[WHAT NEEDS TO BE DONE] Could you carry on the humor column about a ski weekend in the Poconos, writing the next part after its final sentence?

*** GIVEN PASSAGE ***

Tuesday, July 16, 2019

MOUNTAINS AND MOLEHILLS

ORIGINALLY PUBLISHED BY THE SOMERS RECORD (02-07-19)

      My sister Kathy and her husband generously allow us to use her home in the Poconos for a ski weekend, regardless of the fact that she could be named in a lawsuit because of something I did on the ski slopes. Luckily her husband is a lawyer. A ski trip is a great way to stand up against the fierce New England winter weather and shout from the top of the mountain, "Give me your best shot, because right now there is NO PLACE in the world I would rather be than right here, with the possible exception of indoors."

      I just read that some guy is suing Gwyneth Paltrow for running into him while skiing and then leaving the scene. I guarantee you that if Gwyneth Paltrow ever hit me with her skis or any other part of herself I would come right back here and brag about it. "Hey, you'll never guess who I ran into?" My version of the story might involve some embellishment regarding how charming she found me, and that she laughed with me about something other than my skiing. So Gwyneth, if you're out there and you run me over with your skis, you should probably come back and finish me off with your ski pole, fair warning.

*** ENTRIES SUPPLIED ***

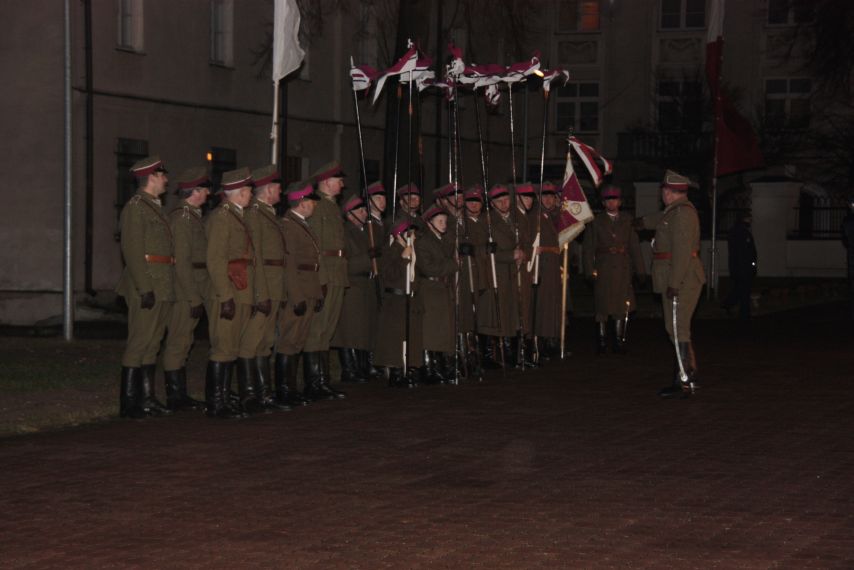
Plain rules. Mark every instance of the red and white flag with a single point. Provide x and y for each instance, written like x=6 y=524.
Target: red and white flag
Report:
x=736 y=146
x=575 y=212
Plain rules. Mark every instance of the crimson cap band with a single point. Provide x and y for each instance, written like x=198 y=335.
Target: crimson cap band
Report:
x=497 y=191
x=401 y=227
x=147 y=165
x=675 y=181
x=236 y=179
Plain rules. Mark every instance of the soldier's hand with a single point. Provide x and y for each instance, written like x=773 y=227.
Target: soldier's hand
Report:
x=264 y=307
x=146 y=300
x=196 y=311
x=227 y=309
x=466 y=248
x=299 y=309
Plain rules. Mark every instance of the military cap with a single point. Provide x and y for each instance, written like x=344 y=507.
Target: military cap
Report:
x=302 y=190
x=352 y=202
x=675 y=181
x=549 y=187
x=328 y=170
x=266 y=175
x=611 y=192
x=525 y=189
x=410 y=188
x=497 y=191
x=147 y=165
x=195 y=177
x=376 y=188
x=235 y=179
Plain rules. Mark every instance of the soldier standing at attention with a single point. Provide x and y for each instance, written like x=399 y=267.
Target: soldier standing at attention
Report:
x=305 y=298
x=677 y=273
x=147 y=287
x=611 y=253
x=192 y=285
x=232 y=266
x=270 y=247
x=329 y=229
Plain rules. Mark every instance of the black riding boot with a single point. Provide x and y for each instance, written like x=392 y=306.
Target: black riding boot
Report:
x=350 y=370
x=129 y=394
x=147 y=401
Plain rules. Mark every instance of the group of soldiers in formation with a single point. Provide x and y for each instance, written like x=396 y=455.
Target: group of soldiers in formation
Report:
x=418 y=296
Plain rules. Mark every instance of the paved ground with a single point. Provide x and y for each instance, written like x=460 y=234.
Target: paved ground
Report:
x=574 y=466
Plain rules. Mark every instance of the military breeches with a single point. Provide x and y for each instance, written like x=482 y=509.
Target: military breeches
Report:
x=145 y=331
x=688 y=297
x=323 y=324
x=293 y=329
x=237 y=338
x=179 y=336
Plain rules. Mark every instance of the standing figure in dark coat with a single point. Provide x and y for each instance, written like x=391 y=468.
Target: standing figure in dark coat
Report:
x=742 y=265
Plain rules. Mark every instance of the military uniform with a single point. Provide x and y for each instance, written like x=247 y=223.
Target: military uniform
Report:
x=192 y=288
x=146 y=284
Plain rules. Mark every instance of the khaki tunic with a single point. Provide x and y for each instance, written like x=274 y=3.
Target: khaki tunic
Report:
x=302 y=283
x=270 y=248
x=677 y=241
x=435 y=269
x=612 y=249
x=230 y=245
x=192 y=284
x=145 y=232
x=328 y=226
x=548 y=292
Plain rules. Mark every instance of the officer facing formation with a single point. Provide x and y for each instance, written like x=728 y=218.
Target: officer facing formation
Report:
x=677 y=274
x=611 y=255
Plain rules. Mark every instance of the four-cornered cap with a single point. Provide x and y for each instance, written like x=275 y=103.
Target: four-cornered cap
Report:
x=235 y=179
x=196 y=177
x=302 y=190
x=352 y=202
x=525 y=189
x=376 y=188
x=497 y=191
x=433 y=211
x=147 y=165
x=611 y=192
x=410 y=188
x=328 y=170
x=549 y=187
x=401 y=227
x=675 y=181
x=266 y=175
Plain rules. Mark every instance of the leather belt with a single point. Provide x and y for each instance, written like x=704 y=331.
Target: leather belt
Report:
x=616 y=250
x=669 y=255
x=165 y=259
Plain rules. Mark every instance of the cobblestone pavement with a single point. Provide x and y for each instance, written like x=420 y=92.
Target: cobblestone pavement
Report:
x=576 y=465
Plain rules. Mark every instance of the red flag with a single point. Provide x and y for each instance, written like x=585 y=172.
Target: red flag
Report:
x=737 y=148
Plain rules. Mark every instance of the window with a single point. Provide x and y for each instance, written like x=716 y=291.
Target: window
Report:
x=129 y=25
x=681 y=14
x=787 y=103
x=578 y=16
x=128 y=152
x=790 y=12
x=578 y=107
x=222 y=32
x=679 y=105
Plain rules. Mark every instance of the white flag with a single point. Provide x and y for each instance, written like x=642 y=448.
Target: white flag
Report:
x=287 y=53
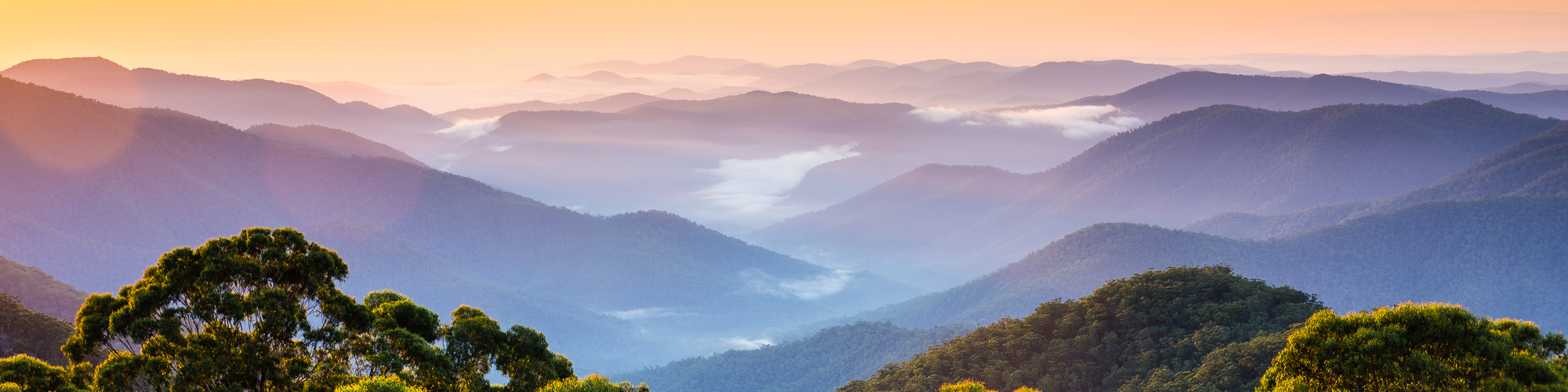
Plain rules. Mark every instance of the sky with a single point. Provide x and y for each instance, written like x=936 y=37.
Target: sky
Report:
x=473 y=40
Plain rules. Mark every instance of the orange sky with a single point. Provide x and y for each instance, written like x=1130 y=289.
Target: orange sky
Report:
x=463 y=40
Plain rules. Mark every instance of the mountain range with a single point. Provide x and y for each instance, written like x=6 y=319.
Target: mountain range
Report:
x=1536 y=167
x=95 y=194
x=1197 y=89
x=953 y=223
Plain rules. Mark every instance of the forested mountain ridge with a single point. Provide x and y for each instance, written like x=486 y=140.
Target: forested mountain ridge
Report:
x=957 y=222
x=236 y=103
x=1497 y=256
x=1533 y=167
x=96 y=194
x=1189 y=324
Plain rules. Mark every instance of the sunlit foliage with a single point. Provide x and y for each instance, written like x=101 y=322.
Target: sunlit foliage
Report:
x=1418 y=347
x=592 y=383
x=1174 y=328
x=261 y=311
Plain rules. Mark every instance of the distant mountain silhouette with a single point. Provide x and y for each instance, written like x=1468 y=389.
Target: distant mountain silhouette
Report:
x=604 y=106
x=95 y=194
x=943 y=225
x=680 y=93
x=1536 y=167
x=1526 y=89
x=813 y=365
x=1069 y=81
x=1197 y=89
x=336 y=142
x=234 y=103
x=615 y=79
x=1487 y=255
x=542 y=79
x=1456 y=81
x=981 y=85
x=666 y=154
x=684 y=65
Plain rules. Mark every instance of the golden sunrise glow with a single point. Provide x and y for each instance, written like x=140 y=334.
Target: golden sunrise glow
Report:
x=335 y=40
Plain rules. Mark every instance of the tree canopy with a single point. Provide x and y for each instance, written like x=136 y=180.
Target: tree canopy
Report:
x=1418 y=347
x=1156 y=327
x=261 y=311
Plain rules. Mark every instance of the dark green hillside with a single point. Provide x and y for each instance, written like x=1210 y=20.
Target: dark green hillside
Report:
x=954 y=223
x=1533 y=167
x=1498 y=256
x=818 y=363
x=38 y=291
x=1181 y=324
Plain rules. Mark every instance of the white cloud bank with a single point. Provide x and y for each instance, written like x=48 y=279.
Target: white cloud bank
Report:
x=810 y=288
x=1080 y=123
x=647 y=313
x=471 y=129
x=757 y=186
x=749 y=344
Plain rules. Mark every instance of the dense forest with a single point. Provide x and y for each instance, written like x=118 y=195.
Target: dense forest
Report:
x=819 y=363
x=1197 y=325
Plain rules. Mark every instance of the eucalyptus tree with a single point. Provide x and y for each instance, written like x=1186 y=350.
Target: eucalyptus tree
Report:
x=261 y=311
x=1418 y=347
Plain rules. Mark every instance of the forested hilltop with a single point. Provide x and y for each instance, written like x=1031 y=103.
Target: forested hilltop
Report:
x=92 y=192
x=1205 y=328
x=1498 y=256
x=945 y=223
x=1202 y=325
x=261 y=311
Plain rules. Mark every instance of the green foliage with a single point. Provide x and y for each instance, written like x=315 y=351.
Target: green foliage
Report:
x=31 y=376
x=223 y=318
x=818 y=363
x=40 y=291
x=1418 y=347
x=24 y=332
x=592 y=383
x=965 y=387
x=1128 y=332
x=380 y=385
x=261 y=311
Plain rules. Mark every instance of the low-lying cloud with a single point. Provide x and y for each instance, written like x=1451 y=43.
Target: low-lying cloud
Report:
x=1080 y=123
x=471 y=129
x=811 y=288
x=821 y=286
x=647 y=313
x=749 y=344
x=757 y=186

***
*** ENTRIES SUPPLIED ***

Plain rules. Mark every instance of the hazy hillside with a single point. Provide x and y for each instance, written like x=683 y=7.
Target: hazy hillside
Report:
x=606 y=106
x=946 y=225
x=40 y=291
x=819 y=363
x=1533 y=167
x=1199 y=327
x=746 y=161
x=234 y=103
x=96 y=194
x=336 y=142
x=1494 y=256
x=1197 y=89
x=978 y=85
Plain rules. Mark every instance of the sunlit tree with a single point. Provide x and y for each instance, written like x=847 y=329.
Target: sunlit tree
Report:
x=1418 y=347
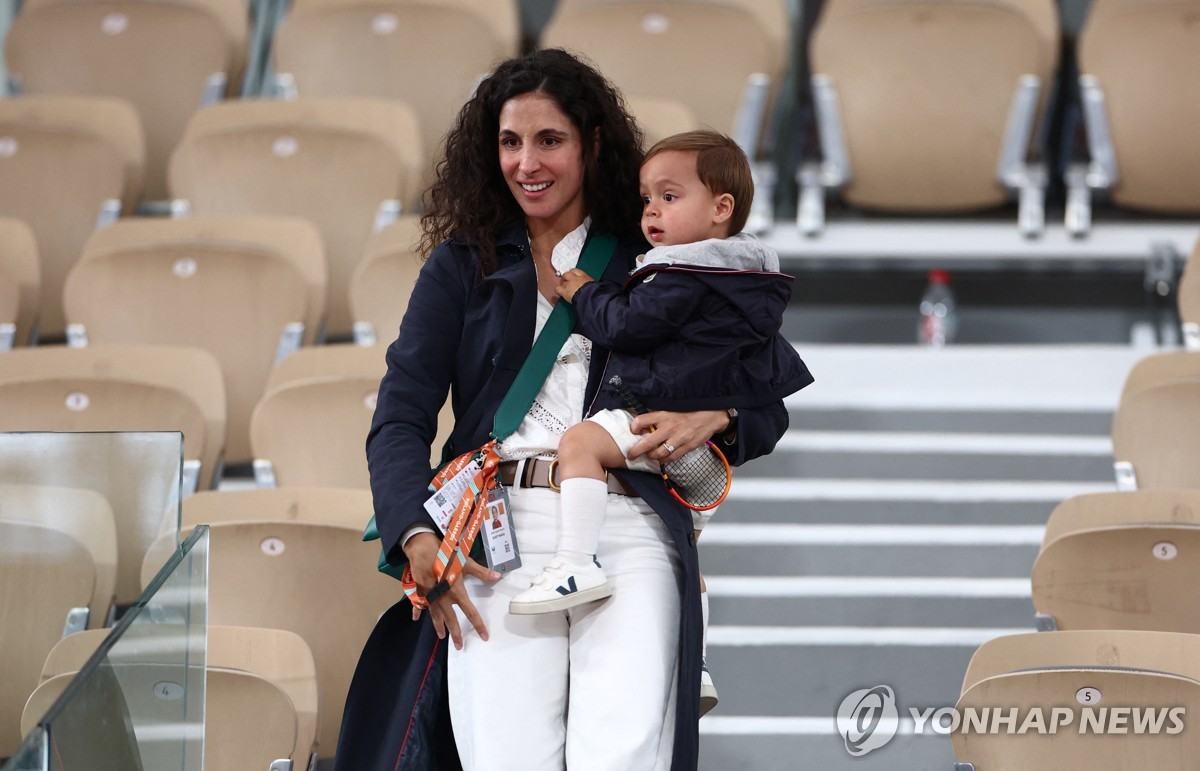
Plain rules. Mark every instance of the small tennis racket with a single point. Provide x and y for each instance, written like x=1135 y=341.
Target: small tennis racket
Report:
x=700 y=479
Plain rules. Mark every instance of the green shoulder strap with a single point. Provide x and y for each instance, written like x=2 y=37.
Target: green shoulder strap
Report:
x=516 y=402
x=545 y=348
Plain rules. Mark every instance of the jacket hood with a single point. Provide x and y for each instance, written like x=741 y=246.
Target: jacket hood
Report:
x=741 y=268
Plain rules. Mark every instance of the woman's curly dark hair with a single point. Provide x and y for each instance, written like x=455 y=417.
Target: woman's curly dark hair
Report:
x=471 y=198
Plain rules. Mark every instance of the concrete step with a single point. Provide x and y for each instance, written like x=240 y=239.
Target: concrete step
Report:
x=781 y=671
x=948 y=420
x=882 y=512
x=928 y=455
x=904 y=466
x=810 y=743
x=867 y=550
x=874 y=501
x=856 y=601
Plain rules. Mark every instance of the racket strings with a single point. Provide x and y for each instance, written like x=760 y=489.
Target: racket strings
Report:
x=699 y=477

***

[EXPECTED OUTPUT]
      As a skier I consider myself an expert novice. I've been fine-tuning my lack of skills for years now, but there's till plenty of room for improvement. And by that I mean that if you see me on the slopes you should give me plenty of room, in case I haven't improved. Simply getting off the ski lift can be enough for me to cause an accident. My wife tells me to keep to my own side and stay the hell away from her when we're getting off the chair. She's referring to an situation last year where there was literally an intermediate slope at the end of the chair lift, and even though I kept my tips up when dismounting and checked for loose clothing, I forgot to not stick my poles out to the side underneath her skis. I tried to blame the incident on Gwyneth Paltrow of course.

      Skiing is the one sport where people often feel the urge to dress up in costumes or dumb-looking hats, I'm not sure why. I saw someone on the lift line dressed in a bunny outfit like it was Halloween, and my mouth started to water automatically like Pavlov's dog, thinking that somehow I was going to get candy. The more I thought about it, the bunny outfit started to seem like a good idea, because I have a friend who is a ski instructor, and I don't want him to ever recognize me trying to walk back up the ski slope sideways with my skis on because I didn't know it was a mogul trail. Why don't they mark those mogul trails with a big skull-and-crossbones? Somehow I always end up on one of those damned things with one of my skis going in a direction that my other ski already tried and had no success at. They have warnings labels on chainsaws telling you not to use them inside, but I guarantee you that a mogul trail will hurt you probably worse and definitely faster than trying to use a chainsaw indoors.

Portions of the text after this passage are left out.